+++ PROVIDED PASSAGE +++

DENVER | Same story, different chapter.
Make that a different language. In what all sides are touting as a historic event, the two candidates for Colorado’s 6th Congressional District in Aurora faced off in a live, Spanish-language debate at the Entravision studios in Denver Thursday night.
In one of the most expensive and contentious U.S. House races in the country, Republican incumbent Mike Coffman, a recent student of Spanish, did his best to keep up with the language skills of his Democratic challenger Andrew Romanoff. Due to his time teaching English in Costa Rica and Nicaragua, Romanoff is fluent in Spanish and used his familiarity with the language to go on the offensive at Coffman’s expense, attacking his record of historically voting against policies intended to reform immigration laws. Coffman didn’t offer much defense to Romanoff’s barbs and appeared to stick to a prepared set of talking points, frequently glancing at the podium in front of him. He touted his backing of a military version of the DREAM act, called the ENLIST act, which would allow for children brought to the U.S. illegally to become members of the military and obtain citizenship.
By and large, both candidates stuck to their stump positions in a clash that organizers say was the first time two congressional candidates who are not of Hispanic descent debated in Spanish.
“I think it went incredibly well,” said Tyler Sandberg, spokesman for the Coffman campaign. “While imperfect in his pronunciation, he was heartfelt in his effort. Republicans across the country should take notice — you need to seek every vote and reach out to every community.”
Romanoff was far less charitable, saying that Coffman’s memorized memes didn’t mask a voting record and policy that have and will continue to hurt that community.
“Does Congressman Coffman really think memorizing a new script is enough to mask the harm he’s done to the Hispanic community throughout his career?” Romanoff said in a statement after the debate. “Mr. Coffman’s record doesn’t sound any better in Spanish.”
At the end of the debate, Romanoff said his comments and philosophies were heartfelt and Coffman was providing nothing more than a “script.” The comment drew audible response from the audience.
Sandberg said that Coffman has been working with a tutor to improve his Spanish every weekend since Jan. 2013 and regularly watches Spanish language news. Coffman has also stated in the past that he has utilized Rosetta Stone language software to bolster his skills.That’s intrigued Rosetta Stone officials.
“We’re really interested in seeing how the debate goes and see how Coffman comports himself,” said Jonathan Mudd, a spokesman for Rosetta Stone.
About halfway through the 30-minute debate Coffman mentioned the importance of learning the langauge of his constituents, and joked that “he is trying.”
The district, which encompasses Aurora and other parts of Arapahoe and Adams counties, is very diverse. Coffman has slowly tacked toward the center on immigration issues.

+++ SUPPLIED INFORMATION +++

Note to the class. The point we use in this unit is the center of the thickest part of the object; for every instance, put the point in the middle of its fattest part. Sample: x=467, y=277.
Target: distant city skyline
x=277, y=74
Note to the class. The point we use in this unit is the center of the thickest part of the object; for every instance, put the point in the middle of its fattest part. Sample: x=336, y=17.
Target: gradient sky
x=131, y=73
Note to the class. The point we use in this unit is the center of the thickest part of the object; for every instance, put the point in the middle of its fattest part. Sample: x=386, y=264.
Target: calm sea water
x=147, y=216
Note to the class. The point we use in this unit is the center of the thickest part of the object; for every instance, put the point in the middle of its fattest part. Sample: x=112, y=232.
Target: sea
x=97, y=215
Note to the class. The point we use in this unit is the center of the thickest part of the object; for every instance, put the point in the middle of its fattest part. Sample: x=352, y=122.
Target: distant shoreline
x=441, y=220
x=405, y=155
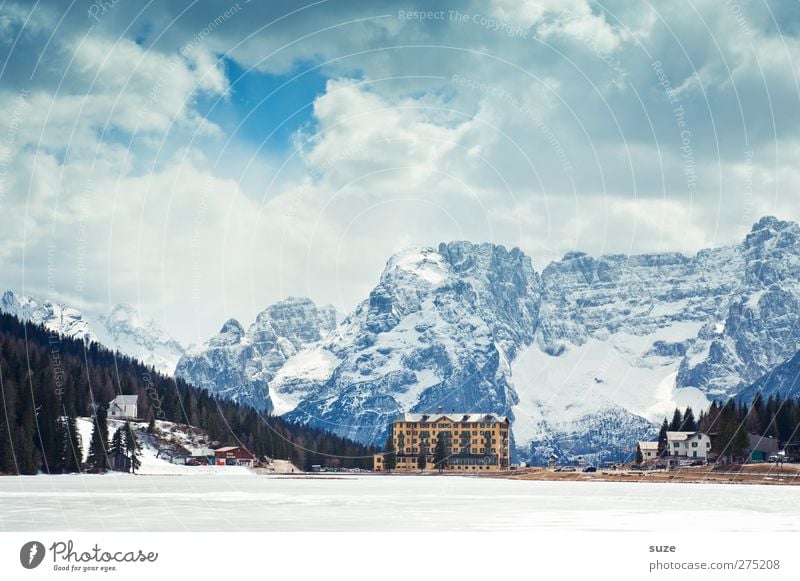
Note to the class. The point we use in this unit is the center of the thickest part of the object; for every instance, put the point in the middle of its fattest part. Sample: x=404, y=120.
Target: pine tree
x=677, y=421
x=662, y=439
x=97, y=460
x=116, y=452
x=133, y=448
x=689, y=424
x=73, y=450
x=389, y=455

+++

List every person named in the article about the Spanish-language debate. Rely only on the article about the Spanish-language debate, not on the rows.

- _WRITTEN SOLUTION_
Mike Coffman, Andrew Romanoff, Tyler Sandberg, Jonathan Mudd